Data listing

-------------------------

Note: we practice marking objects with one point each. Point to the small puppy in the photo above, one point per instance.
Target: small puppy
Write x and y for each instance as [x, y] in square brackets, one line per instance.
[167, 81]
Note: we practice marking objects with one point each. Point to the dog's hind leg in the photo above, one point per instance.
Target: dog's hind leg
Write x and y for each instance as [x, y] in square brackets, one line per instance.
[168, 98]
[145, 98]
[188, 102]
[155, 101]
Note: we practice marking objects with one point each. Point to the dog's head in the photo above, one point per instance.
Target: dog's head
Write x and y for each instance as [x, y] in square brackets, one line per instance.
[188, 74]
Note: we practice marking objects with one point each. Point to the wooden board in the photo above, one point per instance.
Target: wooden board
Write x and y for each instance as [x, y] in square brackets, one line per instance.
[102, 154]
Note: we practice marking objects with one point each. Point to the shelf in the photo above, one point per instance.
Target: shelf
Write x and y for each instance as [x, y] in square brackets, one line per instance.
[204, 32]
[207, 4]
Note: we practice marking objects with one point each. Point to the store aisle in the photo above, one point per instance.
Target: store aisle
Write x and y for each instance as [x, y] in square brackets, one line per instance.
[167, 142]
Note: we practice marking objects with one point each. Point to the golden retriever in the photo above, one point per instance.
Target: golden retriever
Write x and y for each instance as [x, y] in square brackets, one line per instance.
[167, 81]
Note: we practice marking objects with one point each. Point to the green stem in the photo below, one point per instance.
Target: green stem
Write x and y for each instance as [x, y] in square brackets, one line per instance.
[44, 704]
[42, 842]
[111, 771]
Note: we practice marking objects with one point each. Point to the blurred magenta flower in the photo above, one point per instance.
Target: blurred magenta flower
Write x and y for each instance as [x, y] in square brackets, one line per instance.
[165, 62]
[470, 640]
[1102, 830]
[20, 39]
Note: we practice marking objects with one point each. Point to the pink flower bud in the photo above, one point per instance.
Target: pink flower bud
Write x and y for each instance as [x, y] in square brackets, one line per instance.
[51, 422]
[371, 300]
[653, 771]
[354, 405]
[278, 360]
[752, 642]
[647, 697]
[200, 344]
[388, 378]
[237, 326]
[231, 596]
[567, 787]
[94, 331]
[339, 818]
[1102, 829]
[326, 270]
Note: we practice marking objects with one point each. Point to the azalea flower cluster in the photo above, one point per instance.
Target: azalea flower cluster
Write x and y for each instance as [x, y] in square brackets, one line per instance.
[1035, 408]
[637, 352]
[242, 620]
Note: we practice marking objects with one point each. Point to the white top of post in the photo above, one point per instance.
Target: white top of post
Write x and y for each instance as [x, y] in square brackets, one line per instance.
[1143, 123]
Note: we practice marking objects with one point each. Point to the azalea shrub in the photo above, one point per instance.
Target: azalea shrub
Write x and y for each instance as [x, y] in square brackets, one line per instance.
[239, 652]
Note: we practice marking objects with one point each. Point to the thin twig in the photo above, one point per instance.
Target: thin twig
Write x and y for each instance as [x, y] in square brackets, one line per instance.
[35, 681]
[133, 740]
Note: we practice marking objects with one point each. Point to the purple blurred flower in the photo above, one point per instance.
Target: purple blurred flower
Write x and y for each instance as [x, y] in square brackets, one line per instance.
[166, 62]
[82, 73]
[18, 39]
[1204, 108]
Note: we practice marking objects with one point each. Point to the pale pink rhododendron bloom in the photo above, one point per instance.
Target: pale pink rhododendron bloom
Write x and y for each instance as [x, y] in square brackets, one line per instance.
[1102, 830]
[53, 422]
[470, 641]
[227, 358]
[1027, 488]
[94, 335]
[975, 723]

-------------------------

__TASK DIRECTIONS__:
Reproduce the lines above, switching every "instance" to "occurrence" and leaving everything else unchanged.

__ANSWER TO THIS PROBLEM__:
Note: we practice marking objects with one point each. Point to the small puppy in the photo above, one point per occurrence.
Target: small puppy
Write x and y for each occurrence as [x, y] in square brackets, one line per occurrence.
[167, 81]
Note: we practice marking objects with one point each. Point to the dog's hind leg in the photo above, one point per occurrence.
Target: dog's hind leg
Write x and y for each occurrence as [x, y] in square brackets, one line per occurrence.
[168, 98]
[145, 98]
[188, 102]
[155, 101]
Note: we practice marking objects with one point each. Point to the dog's head in the photo above, one point per occurrence.
Target: dog's head
Write x and y for each occurrence as [x, y] in square brackets, one line per occurrence.
[188, 74]
Note: we practice marking objects with one point each. Point to the wooden board in the photo above, one point per occurrence.
Target: wooden board
Write x and y for each occurrence as [x, y] in square brackets, one line per occurrence.
[102, 154]
Note: we practice marking objects with one point each. Point to the shelf in the photo above, one point per occurrence.
Target: shelf
Write x and y for each occurrence as [x, y] in square brackets, one line per occurrence.
[204, 32]
[207, 4]
Note: we practice marking objects with one point each. Point to the store aisle in the photo above, one point per occurrence.
Target: store aisle
Write x and y for each occurrence as [x, y] in square brackets, one line per occurrence.
[167, 142]
Note: we practice marking objects with one point each. Point to the golden retriever in the photo above, one point per occurrence.
Target: golden retriever
Write x and y for each occurrence as [x, y] in square brackets, one line per occurrence.
[167, 81]
Note: we practice marking objects with one point each. Point to the green stem in the photo below, one point per occurrence.
Target: green stem
Write x and y for each occurrence as [x, y] in square brackets, one line per occurrence.
[44, 704]
[42, 842]
[111, 771]
Note: we practice marking objects with one point each. Point to the blurred magenta flower in the photo above, one point per occurrence.
Target: blurred magenta flower
Write x and y for each occurrence as [x, y] in square brackets, one line per occurrence.
[165, 62]
[470, 640]
[1102, 830]
[20, 39]
Note: we practice marking objects with one point each. Point to the pink flower bud in the photo above, one point per occurrence.
Target: pink flower bud
Write x and y for each occurrence as [x, y] in square brackets, one line per occurrence.
[51, 422]
[371, 300]
[653, 771]
[354, 405]
[278, 360]
[752, 642]
[647, 697]
[200, 344]
[388, 378]
[237, 326]
[231, 596]
[567, 787]
[94, 331]
[339, 818]
[1102, 829]
[326, 270]
Note: we practice marking objects with one point each. Point to the azalea flower cluster in the photo above, one point per occurrence.
Target: azalea flower cluster
Write x and y for each occurrence as [x, y] in square brackets, one line per occurrence.
[1035, 408]
[637, 352]
[242, 620]
Note: we practice marking objects with one point each. Point to the white top of post in the photo above, one point per occurrence.
Target: white top of post
Write x and y for each occurrence as [x, y] in square brackets, one line per occurrence.
[1143, 123]
Note: we practice marking objects with one point each. Point to the azalea shrub in the photo above, one point per occurrence.
Target: azalea shrub
Write x and y for each occurrence as [x, y] in square brackets, one line per occurrence.
[239, 652]
Note: we practice marking objects with one point each. Point to the thin twig in the photo above, one point per occurrence.
Target: thin twig
Write x and y for each occurrence as [x, y] in square brackets, one line per occurrence.
[35, 681]
[133, 740]
Note: we practice marking objects with one point each. Point to the purple blurred flower in the photo above, one point per occurrence.
Target: purple blurred flower
Write x and y for each occurrence as [x, y] in square brackets, one line per occurrence.
[166, 62]
[82, 73]
[18, 39]
[1204, 108]
Note: we practice marking objects with one point each. Point to the pale pink rhododendron bloom in the photo above, one point per occurrence.
Target: pale pink rhododendron bloom
Write x and y for each occurrence as [x, y] in square brackets, one line per occurrence.
[1102, 830]
[53, 422]
[470, 641]
[227, 358]
[1027, 488]
[94, 335]
[975, 723]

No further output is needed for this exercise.